- Goal
Count the lines in the data that contain the string "switch". Reply with the number only.

(Stored items from a collection)
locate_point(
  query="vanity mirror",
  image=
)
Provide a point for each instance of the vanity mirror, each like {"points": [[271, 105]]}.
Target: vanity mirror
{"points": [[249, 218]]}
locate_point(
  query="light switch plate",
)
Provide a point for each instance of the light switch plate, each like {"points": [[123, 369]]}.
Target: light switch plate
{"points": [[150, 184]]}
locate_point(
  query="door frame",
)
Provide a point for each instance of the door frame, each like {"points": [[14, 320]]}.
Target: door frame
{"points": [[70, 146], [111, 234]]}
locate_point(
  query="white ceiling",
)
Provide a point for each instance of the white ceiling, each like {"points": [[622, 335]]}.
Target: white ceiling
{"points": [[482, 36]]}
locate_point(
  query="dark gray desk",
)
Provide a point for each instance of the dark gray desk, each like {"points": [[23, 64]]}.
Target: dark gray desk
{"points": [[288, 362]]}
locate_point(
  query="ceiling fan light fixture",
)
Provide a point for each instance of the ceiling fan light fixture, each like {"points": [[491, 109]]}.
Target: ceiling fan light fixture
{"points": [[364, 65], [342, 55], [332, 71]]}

...

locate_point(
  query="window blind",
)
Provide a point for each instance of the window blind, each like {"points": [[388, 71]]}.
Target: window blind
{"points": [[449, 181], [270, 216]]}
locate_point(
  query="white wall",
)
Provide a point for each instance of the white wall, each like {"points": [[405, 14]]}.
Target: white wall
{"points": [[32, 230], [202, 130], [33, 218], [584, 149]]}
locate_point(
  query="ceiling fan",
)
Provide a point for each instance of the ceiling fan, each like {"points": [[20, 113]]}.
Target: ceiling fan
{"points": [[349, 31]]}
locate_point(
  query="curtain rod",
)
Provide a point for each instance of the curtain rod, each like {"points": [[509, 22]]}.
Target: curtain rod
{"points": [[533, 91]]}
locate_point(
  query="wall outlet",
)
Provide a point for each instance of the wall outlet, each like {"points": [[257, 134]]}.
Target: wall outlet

- Reply
3